> Exercise instructions
• A. Update the OCR fix commit message by writing out everything from "Known issue: OCR" down to "with [Claude Code](https://claude.com/claude-code)", putting "accuracy issues" in place of "quality issues".
• B. Name every Python file that the OCR fix commit message mentions.
• C. Resume the OCR fix commit message after its final line.

> Reading text

From fa9b542b06c6ffb6fb8902ef6560c965a507f00d Mon Sep 17 00:00:00 2001
From: egg <lin4637lin4637@gmail.com>
Date: Wed, 26 Nov 2025 16:09:31 +0800
Subject: [PATCH] fix: improve OCR track multi-line text rendering and HTML
 table detection
MIME-Version: 1.0
Content-Type: text/plain; charset=UTF-8
Content-Transfer-Encoding: 8bit

Multi-line text rendering (pdf_generator_service.py):
- Calculate font size by dividing bbox height by number of lines
- Start Y coordinate from bbox TOP instead of bottom
- Use non_empty_lines for proper line positioning

HTML table detection:
- pp_structure_enhanced.py: Detect HTML tables in 'text' type content
  and reclassify to TABLE when <table tag found
- pdf_generator_service.py: Content-based reclassification from TEXT
  to TABLE during UnifiedDocument parsing
- ocr_to_unified_converter.py: Fallback to check 'content' field for
  HTML tables when 'html' field is empty

Known issue: OCR processing still has quality issues that need further
investigation and fixes.

🤖 Generated with [Claude Code](https://claude.com/claude-code)

> Extracted data

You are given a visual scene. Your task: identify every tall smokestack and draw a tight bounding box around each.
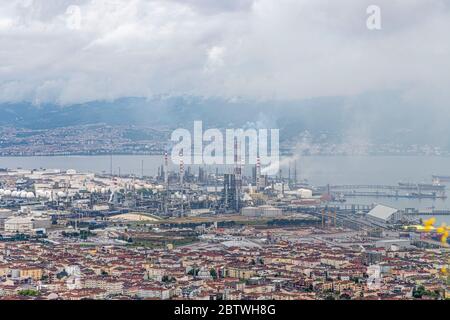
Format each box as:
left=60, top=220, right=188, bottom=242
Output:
left=180, top=149, right=184, bottom=184
left=164, top=152, right=169, bottom=188
left=256, top=156, right=261, bottom=190
left=234, top=137, right=242, bottom=211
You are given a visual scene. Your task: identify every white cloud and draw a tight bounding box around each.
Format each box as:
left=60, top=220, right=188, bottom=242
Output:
left=0, top=0, right=450, bottom=104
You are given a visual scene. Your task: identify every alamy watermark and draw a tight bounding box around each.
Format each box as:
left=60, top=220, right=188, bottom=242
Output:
left=171, top=121, right=280, bottom=175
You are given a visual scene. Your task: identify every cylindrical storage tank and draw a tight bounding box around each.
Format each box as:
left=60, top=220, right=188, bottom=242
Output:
left=298, top=189, right=312, bottom=199
left=241, top=207, right=259, bottom=217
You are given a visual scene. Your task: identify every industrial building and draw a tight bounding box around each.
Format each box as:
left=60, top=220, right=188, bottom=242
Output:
left=367, top=205, right=403, bottom=224
left=241, top=206, right=283, bottom=218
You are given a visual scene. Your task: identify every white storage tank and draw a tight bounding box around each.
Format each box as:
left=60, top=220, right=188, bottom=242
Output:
left=298, top=189, right=312, bottom=199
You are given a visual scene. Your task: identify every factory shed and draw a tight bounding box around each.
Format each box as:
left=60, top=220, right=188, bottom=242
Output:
left=367, top=205, right=403, bottom=224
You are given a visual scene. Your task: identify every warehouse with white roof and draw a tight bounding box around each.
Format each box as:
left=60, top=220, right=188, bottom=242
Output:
left=367, top=204, right=403, bottom=224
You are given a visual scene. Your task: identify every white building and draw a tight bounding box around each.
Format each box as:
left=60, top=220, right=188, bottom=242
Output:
left=5, top=217, right=33, bottom=233
left=241, top=206, right=283, bottom=218
left=367, top=205, right=403, bottom=224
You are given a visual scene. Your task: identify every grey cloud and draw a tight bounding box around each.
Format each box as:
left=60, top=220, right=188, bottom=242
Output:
left=0, top=0, right=450, bottom=105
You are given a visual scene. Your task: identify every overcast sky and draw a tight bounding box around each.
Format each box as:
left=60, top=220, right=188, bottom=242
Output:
left=0, top=0, right=450, bottom=105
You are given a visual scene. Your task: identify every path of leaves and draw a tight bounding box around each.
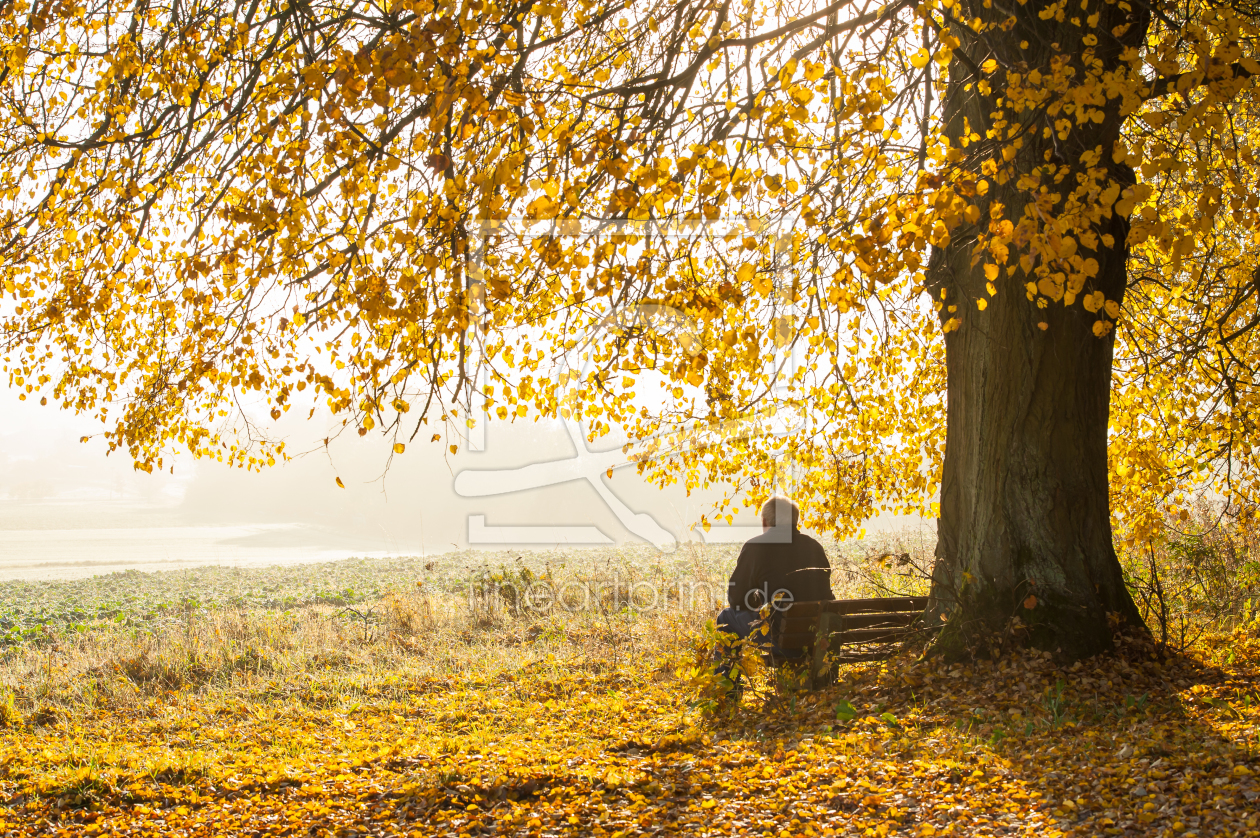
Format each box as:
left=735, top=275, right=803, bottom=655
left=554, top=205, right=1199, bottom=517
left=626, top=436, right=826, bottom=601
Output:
left=0, top=635, right=1260, bottom=837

> Numbered answers
• A.
Known issue: OCR processing still has accuracy issues that need further
investigation and fixes.

🤖 Generated with [Claude Code](https://claude.com/claude-code)

• B.
pdf_generator_service.py
pp_structure_enhanced.py
ocr_to_unified_converter.py

• C.
Co-Authored-By: Claude <noreply@anthropic.com>
---
 .../app/services/ocr_to_unified_converter.py  | 11 ++++++
 backend/app/services/pdf_generator_service.py | 35 +++++++++++++------
 backend/app/services/pp_structure_enhanced.py | 20 ++++++++---
 3 files changed, 50 insertions(+), 16 deletions(-)

diff --git a/backend/app/services/ocr_to_unified_converter.py b/backend/app/services/ocr_to_unified_converter.py
index b94874d..721eed4 100644
--- a/backend/app/services/ocr_to_unified_converter.py
+++ b/backend/app/services/ocr_to_unified_converter.py
@@ -543,6 +543,13 @@ class OCRToUnifiedConverter:
             html = elem_data.get('html', '')
             extracted_text = elem_data.get('extracted_text', '')
 
+            # Fallback: check content field for HTML table if html field is empty
+            if not html:
+                content = elem_data.get('content', '')
+                if isinstance(content, str) and '<table' in content.lower():
+                    html = content
+                    logger.debug("Using content field as HTML table source")
+
             # Try to parse HTML to get rows and columns
             rows = 0
             cols = 0
@@ -558,6 +565,10 @@ class OCRToUnifiedConverter:
                         first_row = html[:first_row_end]
                         cols = first_row.count('<td') + first_row.count('<th')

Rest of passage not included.